• _Material provided_:

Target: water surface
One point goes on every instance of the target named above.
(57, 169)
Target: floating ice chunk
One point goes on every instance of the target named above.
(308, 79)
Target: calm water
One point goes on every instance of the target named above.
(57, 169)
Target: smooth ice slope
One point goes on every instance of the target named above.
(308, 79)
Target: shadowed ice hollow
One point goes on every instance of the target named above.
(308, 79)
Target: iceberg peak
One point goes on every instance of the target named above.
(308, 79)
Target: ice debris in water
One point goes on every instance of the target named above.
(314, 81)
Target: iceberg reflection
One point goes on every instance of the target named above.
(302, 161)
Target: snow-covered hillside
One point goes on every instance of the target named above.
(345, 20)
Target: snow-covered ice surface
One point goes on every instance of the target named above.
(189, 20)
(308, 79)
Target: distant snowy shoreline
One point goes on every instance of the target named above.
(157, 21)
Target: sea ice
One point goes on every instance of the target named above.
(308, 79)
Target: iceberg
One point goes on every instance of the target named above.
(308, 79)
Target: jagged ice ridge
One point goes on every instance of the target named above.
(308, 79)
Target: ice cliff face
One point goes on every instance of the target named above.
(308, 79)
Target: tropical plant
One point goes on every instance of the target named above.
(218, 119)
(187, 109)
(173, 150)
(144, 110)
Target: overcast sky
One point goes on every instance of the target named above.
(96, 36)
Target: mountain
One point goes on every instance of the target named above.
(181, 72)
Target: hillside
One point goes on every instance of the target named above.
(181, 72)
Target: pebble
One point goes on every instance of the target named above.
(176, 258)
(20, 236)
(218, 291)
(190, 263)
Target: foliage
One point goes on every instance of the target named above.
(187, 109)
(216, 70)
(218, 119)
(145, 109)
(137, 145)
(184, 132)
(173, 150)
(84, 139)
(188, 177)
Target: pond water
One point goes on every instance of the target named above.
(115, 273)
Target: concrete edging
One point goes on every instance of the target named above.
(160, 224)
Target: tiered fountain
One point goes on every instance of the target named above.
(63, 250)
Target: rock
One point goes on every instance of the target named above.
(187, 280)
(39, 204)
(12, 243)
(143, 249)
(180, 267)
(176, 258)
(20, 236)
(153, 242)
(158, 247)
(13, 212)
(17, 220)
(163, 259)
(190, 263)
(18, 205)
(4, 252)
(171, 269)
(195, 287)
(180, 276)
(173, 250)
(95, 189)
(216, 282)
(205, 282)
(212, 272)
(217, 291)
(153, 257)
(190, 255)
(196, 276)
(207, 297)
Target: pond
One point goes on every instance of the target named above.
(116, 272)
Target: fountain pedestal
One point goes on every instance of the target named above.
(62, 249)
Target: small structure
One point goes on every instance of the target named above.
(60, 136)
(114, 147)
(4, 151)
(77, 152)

• _Set problem_: Reproduce only the lines running from the one that contains "Target: overcast sky" to the last line of the records.

• _Exercise result_:
Target: overcast sky
One point goes on every instance of the target named above.
(96, 36)
Target: mountain
One point goes on every instance of the target named above.
(181, 72)
Target: hillside
One point goes on every instance of the target named above.
(181, 72)
Target: pebble
One point goes on every instance of the target named above.
(176, 258)
(20, 236)
(218, 291)
(190, 263)
Target: foliage
One point goes on every instance of the target named above.
(187, 109)
(216, 70)
(218, 119)
(145, 109)
(137, 145)
(184, 132)
(173, 150)
(84, 139)
(188, 177)
Target: pond water
One point goes on every instance of the target named above.
(115, 273)
Target: concrete edging
One point goes on every instance of the target named above.
(160, 224)
Target: tiered fountain
One point goes on every instance of the target named above.
(63, 250)
Target: rock
One point goes on every instance of the target named above.
(187, 280)
(39, 204)
(12, 243)
(143, 249)
(180, 267)
(176, 258)
(20, 236)
(153, 242)
(158, 247)
(13, 212)
(17, 220)
(163, 259)
(190, 263)
(18, 205)
(4, 252)
(171, 269)
(195, 287)
(180, 276)
(173, 250)
(95, 189)
(216, 282)
(205, 282)
(212, 272)
(217, 291)
(153, 257)
(190, 255)
(196, 276)
(207, 297)
Target: pond
One point goes on every instance of the target named above.
(116, 272)
Target: fountain pedestal
One point goes on every instance of the target named above.
(62, 249)
Target: small structure
One point goes on every instance of the target named above.
(60, 136)
(114, 147)
(4, 151)
(77, 152)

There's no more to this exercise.